### What is required
Could you print exactly the lines of the listing below, starting at the line that has "point_to MUST indicate the mown" and ending at the line that has "point_to MUST indicate the dark", and only those lines?

#### Data shown

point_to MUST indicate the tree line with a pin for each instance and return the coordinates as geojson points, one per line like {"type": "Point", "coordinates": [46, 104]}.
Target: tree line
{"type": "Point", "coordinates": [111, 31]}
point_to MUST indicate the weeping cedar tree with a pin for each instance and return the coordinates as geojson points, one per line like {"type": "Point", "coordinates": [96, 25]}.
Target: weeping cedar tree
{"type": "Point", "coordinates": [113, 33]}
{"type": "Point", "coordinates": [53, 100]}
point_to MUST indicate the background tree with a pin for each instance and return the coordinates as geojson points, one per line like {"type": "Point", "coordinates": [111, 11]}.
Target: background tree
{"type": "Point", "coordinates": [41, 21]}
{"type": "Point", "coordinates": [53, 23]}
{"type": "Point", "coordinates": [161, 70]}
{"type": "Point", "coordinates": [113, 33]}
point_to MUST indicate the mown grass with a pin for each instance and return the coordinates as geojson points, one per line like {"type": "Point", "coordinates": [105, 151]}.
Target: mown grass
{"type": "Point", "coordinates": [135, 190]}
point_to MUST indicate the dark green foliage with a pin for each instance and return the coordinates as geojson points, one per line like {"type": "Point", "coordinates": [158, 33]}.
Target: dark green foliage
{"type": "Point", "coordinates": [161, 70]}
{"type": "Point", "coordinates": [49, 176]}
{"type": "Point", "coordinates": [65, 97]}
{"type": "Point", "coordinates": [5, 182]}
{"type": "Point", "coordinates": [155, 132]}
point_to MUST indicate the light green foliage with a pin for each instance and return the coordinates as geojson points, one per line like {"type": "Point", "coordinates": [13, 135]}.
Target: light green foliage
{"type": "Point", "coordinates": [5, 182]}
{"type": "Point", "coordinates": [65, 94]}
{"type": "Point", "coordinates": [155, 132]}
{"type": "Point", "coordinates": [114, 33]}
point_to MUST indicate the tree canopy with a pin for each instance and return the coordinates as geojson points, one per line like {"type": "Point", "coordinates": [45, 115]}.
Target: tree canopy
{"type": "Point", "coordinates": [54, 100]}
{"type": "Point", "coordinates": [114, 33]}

########

### Result
point_to MUST indicate the mown grass with a pin for each instance and return the coordinates as geojson points, one per line like {"type": "Point", "coordinates": [105, 151]}.
Target: mown grass
{"type": "Point", "coordinates": [135, 190]}
point_to MUST indicate the dark green foliage with a pin for each instance and return the coordinates as geojson points, one per line like {"type": "Point", "coordinates": [158, 33]}.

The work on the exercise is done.